Can you quote the lines below exactly, starting at the line with "point: person standing" and going through the last one?

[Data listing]
------------------------------------------------

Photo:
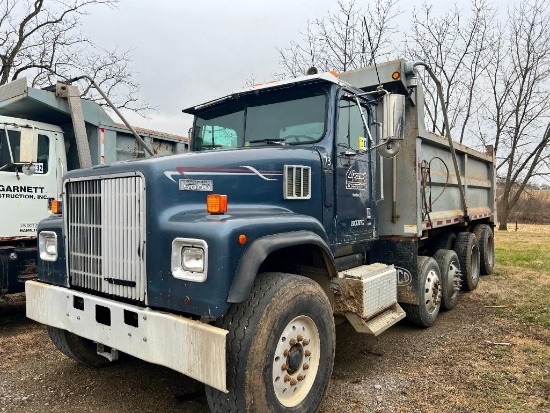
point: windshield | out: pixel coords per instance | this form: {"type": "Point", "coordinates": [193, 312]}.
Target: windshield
{"type": "Point", "coordinates": [9, 151]}
{"type": "Point", "coordinates": [269, 118]}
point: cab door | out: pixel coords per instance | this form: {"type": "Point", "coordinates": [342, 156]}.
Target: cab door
{"type": "Point", "coordinates": [24, 198]}
{"type": "Point", "coordinates": [354, 167]}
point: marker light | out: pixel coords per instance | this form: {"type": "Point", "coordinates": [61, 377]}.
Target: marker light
{"type": "Point", "coordinates": [216, 204]}
{"type": "Point", "coordinates": [55, 206]}
{"type": "Point", "coordinates": [47, 245]}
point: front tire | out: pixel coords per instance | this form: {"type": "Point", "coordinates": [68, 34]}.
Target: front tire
{"type": "Point", "coordinates": [429, 294]}
{"type": "Point", "coordinates": [280, 348]}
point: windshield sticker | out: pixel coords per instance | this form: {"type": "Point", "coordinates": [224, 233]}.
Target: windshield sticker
{"type": "Point", "coordinates": [356, 181]}
{"type": "Point", "coordinates": [188, 171]}
{"type": "Point", "coordinates": [195, 185]}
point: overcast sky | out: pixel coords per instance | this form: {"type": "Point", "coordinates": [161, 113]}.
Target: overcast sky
{"type": "Point", "coordinates": [187, 52]}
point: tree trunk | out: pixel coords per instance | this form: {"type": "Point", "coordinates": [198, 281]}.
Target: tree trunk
{"type": "Point", "coordinates": [503, 224]}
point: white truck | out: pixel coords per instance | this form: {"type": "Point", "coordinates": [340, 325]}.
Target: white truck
{"type": "Point", "coordinates": [44, 134]}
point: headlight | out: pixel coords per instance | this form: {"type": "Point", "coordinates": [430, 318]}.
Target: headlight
{"type": "Point", "coordinates": [47, 245]}
{"type": "Point", "coordinates": [190, 259]}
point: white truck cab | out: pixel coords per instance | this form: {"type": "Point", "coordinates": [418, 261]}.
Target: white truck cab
{"type": "Point", "coordinates": [25, 190]}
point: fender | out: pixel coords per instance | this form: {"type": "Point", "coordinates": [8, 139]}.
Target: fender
{"type": "Point", "coordinates": [258, 251]}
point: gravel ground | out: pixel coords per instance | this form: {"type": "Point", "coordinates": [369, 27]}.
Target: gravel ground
{"type": "Point", "coordinates": [469, 361]}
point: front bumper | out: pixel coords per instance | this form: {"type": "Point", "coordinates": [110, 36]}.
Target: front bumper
{"type": "Point", "coordinates": [190, 347]}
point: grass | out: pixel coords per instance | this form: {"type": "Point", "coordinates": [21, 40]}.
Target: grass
{"type": "Point", "coordinates": [521, 281]}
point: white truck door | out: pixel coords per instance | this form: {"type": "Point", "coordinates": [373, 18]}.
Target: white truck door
{"type": "Point", "coordinates": [24, 198]}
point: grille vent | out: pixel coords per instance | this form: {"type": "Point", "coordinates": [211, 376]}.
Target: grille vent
{"type": "Point", "coordinates": [105, 224]}
{"type": "Point", "coordinates": [297, 182]}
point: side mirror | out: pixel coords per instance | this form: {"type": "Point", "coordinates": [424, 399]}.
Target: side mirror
{"type": "Point", "coordinates": [393, 108]}
{"type": "Point", "coordinates": [28, 146]}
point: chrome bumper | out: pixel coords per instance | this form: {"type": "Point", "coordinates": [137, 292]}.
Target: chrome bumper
{"type": "Point", "coordinates": [190, 347]}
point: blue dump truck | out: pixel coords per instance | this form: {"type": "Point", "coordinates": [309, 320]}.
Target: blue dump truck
{"type": "Point", "coordinates": [302, 203]}
{"type": "Point", "coordinates": [43, 134]}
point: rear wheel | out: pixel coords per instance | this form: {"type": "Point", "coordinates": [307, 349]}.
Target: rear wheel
{"type": "Point", "coordinates": [280, 348]}
{"type": "Point", "coordinates": [78, 348]}
{"type": "Point", "coordinates": [467, 250]}
{"type": "Point", "coordinates": [484, 235]}
{"type": "Point", "coordinates": [429, 294]}
{"type": "Point", "coordinates": [449, 266]}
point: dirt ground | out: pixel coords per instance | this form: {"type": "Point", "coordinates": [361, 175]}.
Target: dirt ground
{"type": "Point", "coordinates": [471, 360]}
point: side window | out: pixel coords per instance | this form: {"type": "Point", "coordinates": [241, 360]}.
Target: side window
{"type": "Point", "coordinates": [351, 131]}
{"type": "Point", "coordinates": [9, 152]}
{"type": "Point", "coordinates": [43, 156]}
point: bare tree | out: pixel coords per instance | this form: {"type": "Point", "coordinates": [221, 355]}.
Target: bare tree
{"type": "Point", "coordinates": [520, 110]}
{"type": "Point", "coordinates": [41, 40]}
{"type": "Point", "coordinates": [340, 42]}
{"type": "Point", "coordinates": [458, 49]}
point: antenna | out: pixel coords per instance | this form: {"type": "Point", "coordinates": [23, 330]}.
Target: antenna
{"type": "Point", "coordinates": [371, 50]}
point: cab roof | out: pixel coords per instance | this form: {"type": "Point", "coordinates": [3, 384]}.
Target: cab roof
{"type": "Point", "coordinates": [326, 77]}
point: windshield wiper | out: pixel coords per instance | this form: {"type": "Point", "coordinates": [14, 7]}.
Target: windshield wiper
{"type": "Point", "coordinates": [269, 141]}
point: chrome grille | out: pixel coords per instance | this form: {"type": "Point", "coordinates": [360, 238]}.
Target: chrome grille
{"type": "Point", "coordinates": [105, 227]}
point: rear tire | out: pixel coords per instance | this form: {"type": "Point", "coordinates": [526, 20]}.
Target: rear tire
{"type": "Point", "coordinates": [429, 294]}
{"type": "Point", "coordinates": [280, 348]}
{"type": "Point", "coordinates": [77, 348]}
{"type": "Point", "coordinates": [467, 249]}
{"type": "Point", "coordinates": [449, 266]}
{"type": "Point", "coordinates": [484, 235]}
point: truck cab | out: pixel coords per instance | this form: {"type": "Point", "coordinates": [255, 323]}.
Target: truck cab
{"type": "Point", "coordinates": [24, 195]}
{"type": "Point", "coordinates": [38, 145]}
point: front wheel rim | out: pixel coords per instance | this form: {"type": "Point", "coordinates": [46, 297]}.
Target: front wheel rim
{"type": "Point", "coordinates": [296, 361]}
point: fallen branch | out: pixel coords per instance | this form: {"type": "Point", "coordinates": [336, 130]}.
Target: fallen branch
{"type": "Point", "coordinates": [497, 344]}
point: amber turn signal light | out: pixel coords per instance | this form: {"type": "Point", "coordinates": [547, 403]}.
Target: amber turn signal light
{"type": "Point", "coordinates": [55, 206]}
{"type": "Point", "coordinates": [216, 204]}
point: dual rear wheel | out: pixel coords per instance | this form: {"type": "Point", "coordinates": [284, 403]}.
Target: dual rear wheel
{"type": "Point", "coordinates": [456, 264]}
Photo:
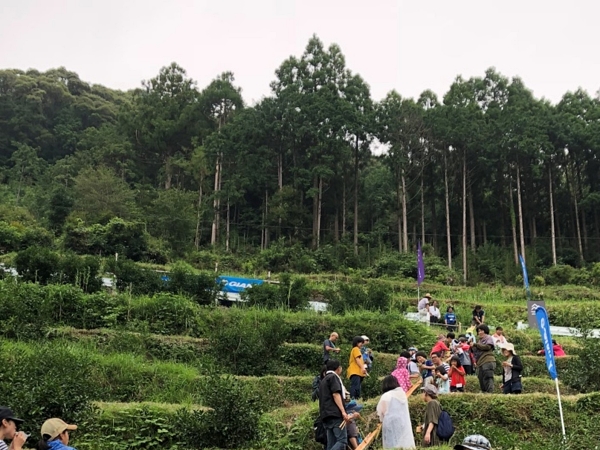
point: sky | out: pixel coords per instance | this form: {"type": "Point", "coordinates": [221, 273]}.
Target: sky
{"type": "Point", "coordinates": [406, 45]}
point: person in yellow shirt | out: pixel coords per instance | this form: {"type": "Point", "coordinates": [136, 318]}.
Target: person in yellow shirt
{"type": "Point", "coordinates": [357, 369]}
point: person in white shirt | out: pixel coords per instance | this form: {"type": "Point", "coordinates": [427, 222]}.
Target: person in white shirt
{"type": "Point", "coordinates": [435, 314]}
{"type": "Point", "coordinates": [423, 308]}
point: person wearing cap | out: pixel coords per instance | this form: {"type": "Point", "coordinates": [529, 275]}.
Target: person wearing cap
{"type": "Point", "coordinates": [433, 411]}
{"type": "Point", "coordinates": [511, 370]}
{"type": "Point", "coordinates": [55, 435]}
{"type": "Point", "coordinates": [394, 415]}
{"type": "Point", "coordinates": [367, 353]}
{"type": "Point", "coordinates": [474, 442]}
{"type": "Point", "coordinates": [329, 346]}
{"type": "Point", "coordinates": [9, 425]}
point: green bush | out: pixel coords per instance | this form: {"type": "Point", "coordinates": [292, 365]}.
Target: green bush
{"type": "Point", "coordinates": [42, 381]}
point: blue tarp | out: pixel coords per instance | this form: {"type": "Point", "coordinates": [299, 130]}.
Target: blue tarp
{"type": "Point", "coordinates": [236, 285]}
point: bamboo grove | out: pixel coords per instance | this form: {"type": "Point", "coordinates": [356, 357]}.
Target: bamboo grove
{"type": "Point", "coordinates": [317, 162]}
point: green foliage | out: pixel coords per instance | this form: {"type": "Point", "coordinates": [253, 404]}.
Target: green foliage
{"type": "Point", "coordinates": [128, 239]}
{"type": "Point", "coordinates": [243, 342]}
{"type": "Point", "coordinates": [232, 403]}
{"type": "Point", "coordinates": [45, 381]}
{"type": "Point", "coordinates": [291, 293]}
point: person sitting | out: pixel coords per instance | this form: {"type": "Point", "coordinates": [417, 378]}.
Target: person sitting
{"type": "Point", "coordinates": [556, 347]}
{"type": "Point", "coordinates": [512, 368]}
{"type": "Point", "coordinates": [474, 442]}
{"type": "Point", "coordinates": [55, 435]}
{"type": "Point", "coordinates": [498, 337]}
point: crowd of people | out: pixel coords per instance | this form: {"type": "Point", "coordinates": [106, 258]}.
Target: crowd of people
{"type": "Point", "coordinates": [54, 432]}
{"type": "Point", "coordinates": [444, 369]}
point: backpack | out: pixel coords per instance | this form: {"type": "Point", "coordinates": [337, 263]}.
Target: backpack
{"type": "Point", "coordinates": [445, 428]}
{"type": "Point", "coordinates": [320, 431]}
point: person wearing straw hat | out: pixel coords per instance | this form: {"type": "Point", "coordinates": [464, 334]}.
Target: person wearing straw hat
{"type": "Point", "coordinates": [474, 442]}
{"type": "Point", "coordinates": [9, 426]}
{"type": "Point", "coordinates": [511, 370]}
{"type": "Point", "coordinates": [55, 435]}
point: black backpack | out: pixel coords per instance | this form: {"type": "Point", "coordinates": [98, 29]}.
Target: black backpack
{"type": "Point", "coordinates": [445, 428]}
{"type": "Point", "coordinates": [320, 431]}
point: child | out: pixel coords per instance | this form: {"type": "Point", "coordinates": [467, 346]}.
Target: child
{"type": "Point", "coordinates": [442, 380]}
{"type": "Point", "coordinates": [457, 375]}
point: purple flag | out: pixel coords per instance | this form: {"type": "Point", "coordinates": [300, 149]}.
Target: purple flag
{"type": "Point", "coordinates": [420, 265]}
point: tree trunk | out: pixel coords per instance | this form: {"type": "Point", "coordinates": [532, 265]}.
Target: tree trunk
{"type": "Point", "coordinates": [215, 224]}
{"type": "Point", "coordinates": [227, 226]}
{"type": "Point", "coordinates": [513, 223]}
{"type": "Point", "coordinates": [577, 226]}
{"type": "Point", "coordinates": [520, 206]}
{"type": "Point", "coordinates": [552, 230]}
{"type": "Point", "coordinates": [356, 198]}
{"type": "Point", "coordinates": [344, 206]}
{"type": "Point", "coordinates": [399, 200]}
{"type": "Point", "coordinates": [472, 220]}
{"type": "Point", "coordinates": [464, 246]}
{"type": "Point", "coordinates": [404, 214]}
{"type": "Point", "coordinates": [447, 198]}
{"type": "Point", "coordinates": [199, 215]}
{"type": "Point", "coordinates": [319, 211]}
{"type": "Point", "coordinates": [422, 210]}
{"type": "Point", "coordinates": [315, 211]}
{"type": "Point", "coordinates": [267, 219]}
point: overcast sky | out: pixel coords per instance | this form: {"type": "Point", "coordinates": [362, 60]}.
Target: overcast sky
{"type": "Point", "coordinates": [407, 45]}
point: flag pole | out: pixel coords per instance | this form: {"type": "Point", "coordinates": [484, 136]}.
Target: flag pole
{"type": "Point", "coordinates": [562, 419]}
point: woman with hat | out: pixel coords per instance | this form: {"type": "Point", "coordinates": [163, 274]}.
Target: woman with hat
{"type": "Point", "coordinates": [55, 435]}
{"type": "Point", "coordinates": [433, 411]}
{"type": "Point", "coordinates": [9, 425]}
{"type": "Point", "coordinates": [512, 368]}
{"type": "Point", "coordinates": [394, 415]}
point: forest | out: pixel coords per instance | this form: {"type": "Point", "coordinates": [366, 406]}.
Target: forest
{"type": "Point", "coordinates": [483, 174]}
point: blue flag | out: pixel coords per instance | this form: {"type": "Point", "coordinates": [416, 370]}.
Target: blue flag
{"type": "Point", "coordinates": [544, 326]}
{"type": "Point", "coordinates": [525, 277]}
{"type": "Point", "coordinates": [420, 265]}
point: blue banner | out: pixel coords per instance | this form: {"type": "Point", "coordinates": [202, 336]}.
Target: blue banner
{"type": "Point", "coordinates": [525, 276]}
{"type": "Point", "coordinates": [544, 326]}
{"type": "Point", "coordinates": [236, 285]}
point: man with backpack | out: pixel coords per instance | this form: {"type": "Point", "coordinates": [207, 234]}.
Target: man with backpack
{"type": "Point", "coordinates": [332, 412]}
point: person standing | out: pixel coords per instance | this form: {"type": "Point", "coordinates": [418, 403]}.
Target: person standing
{"type": "Point", "coordinates": [357, 369]}
{"type": "Point", "coordinates": [485, 360]}
{"type": "Point", "coordinates": [331, 406]}
{"type": "Point", "coordinates": [367, 352]}
{"type": "Point", "coordinates": [394, 415]}
{"type": "Point", "coordinates": [450, 319]}
{"type": "Point", "coordinates": [329, 346]}
{"type": "Point", "coordinates": [511, 370]}
{"type": "Point", "coordinates": [433, 411]}
{"type": "Point", "coordinates": [435, 316]}
{"type": "Point", "coordinates": [8, 430]}
{"type": "Point", "coordinates": [423, 308]}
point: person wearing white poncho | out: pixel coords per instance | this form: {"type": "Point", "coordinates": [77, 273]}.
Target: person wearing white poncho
{"type": "Point", "coordinates": [393, 413]}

------------------------------------------------

#### [Answer to this exercise]
point: person standing | out: pixel coords per instance | this form: {"type": "Point", "coordinates": [418, 403]}.
Target: person standing
{"type": "Point", "coordinates": [357, 369]}
{"type": "Point", "coordinates": [485, 360]}
{"type": "Point", "coordinates": [331, 406]}
{"type": "Point", "coordinates": [367, 352]}
{"type": "Point", "coordinates": [394, 415]}
{"type": "Point", "coordinates": [450, 319]}
{"type": "Point", "coordinates": [329, 346]}
{"type": "Point", "coordinates": [511, 370]}
{"type": "Point", "coordinates": [433, 411]}
{"type": "Point", "coordinates": [435, 316]}
{"type": "Point", "coordinates": [8, 430]}
{"type": "Point", "coordinates": [423, 308]}
point: person wearing white poncho | out: pixel coords per instance | this form: {"type": "Point", "coordinates": [77, 273]}.
Target: person wearing white poncho
{"type": "Point", "coordinates": [393, 413]}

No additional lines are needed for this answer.